From the records below, pull out every line from the one containing "Annotation task — tag the kitten's ear" through the one containing "[(255, 61), (200, 58)]", both ends included. Reproduce those lines word for word and nothing else.

> _GIVEN ENTRIES_:
========================================================================

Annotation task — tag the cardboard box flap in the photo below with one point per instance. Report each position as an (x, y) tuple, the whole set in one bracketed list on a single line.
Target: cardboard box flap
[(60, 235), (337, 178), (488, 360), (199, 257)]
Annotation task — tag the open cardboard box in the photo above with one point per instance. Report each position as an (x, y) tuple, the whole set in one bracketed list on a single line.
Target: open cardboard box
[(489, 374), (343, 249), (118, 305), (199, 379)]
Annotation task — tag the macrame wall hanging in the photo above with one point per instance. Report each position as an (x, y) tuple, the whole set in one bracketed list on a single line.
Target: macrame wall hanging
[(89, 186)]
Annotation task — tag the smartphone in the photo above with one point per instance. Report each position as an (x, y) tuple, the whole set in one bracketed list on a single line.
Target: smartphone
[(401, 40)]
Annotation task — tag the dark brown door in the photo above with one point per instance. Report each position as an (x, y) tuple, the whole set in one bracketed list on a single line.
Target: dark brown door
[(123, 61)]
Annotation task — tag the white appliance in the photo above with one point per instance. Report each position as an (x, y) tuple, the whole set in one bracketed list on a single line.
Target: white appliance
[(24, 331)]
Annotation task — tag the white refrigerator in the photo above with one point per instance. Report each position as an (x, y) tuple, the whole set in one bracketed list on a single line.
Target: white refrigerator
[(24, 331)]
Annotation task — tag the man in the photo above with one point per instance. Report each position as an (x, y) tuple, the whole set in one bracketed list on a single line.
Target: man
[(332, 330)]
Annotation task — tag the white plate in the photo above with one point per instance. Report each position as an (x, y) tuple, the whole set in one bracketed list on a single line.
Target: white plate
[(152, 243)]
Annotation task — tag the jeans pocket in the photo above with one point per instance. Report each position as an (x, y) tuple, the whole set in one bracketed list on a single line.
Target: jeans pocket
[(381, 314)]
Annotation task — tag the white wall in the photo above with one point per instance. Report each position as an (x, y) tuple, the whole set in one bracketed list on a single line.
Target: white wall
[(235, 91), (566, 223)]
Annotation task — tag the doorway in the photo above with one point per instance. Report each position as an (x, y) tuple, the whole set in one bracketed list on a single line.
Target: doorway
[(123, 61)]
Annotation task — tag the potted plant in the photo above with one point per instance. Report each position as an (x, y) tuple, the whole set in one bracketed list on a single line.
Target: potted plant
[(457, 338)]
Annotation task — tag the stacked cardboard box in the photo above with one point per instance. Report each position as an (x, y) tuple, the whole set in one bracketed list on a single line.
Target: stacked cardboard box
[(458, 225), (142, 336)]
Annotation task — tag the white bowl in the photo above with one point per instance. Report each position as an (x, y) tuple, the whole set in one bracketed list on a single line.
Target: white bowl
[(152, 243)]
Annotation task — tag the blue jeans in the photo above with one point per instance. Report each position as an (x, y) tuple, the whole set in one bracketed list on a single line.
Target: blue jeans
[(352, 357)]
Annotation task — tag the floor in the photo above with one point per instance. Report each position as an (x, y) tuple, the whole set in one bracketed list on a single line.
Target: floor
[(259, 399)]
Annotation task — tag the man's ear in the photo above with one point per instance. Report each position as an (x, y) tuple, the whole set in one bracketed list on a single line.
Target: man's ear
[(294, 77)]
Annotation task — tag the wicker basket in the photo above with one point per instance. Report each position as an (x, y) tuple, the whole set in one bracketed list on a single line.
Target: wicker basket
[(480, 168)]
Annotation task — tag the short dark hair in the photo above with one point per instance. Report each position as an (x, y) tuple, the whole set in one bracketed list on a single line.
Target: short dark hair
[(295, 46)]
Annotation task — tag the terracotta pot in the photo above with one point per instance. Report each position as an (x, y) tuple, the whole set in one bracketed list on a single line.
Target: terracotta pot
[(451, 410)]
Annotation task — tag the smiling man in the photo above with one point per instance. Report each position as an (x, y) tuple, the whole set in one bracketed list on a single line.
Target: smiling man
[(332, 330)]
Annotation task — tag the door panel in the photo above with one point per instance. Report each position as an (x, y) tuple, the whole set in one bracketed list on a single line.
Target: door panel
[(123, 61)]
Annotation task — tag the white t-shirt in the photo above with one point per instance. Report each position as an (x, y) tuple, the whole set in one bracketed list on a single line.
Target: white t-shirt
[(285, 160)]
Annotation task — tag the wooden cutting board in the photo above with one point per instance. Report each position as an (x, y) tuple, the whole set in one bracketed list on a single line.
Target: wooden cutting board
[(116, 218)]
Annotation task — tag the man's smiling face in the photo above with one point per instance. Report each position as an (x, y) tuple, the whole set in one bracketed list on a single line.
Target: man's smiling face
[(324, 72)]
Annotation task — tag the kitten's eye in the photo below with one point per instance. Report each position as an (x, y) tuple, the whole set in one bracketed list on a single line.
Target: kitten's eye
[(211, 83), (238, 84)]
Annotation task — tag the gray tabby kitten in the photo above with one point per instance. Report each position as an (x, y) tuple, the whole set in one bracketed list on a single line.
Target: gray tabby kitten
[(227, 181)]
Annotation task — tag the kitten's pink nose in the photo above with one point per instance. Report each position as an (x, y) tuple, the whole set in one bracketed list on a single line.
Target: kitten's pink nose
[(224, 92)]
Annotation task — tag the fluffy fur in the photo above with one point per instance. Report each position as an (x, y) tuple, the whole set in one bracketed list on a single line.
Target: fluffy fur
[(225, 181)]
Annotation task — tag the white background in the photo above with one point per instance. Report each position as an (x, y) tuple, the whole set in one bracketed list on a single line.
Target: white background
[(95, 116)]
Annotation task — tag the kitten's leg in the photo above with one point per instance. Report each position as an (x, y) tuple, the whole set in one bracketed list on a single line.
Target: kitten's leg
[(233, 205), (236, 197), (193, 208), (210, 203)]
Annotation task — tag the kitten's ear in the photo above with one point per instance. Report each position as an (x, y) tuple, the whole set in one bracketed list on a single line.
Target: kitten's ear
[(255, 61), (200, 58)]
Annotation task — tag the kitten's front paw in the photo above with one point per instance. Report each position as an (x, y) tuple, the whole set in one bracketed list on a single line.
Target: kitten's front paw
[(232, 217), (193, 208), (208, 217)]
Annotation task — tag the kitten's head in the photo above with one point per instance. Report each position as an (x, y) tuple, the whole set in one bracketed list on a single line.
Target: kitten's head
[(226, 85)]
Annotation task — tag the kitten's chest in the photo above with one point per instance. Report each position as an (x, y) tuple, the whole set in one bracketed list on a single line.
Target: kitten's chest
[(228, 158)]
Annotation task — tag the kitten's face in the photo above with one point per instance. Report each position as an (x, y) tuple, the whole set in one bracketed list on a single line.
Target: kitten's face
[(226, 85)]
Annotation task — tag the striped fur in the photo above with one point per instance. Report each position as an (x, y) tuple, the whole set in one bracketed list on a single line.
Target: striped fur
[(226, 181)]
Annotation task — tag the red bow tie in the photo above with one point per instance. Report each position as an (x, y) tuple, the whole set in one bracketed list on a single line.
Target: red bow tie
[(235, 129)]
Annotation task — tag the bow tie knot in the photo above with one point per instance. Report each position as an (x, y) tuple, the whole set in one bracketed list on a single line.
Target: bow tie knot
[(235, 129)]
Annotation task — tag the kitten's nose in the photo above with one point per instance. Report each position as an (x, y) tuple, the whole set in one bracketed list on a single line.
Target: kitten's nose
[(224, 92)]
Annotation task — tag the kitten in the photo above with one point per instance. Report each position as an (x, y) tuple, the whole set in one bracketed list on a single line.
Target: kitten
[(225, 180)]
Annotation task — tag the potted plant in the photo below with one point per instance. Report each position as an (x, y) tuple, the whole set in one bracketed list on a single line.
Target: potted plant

========================================================================

> _CORRECT ANSWER_:
Annotation task — tag the kitten's ear in the photo above with one point per instance. Report each position as an (x, y) tuple, the whole set in one bracketed list on a single line.
Target: kitten's ear
[(255, 61), (200, 58)]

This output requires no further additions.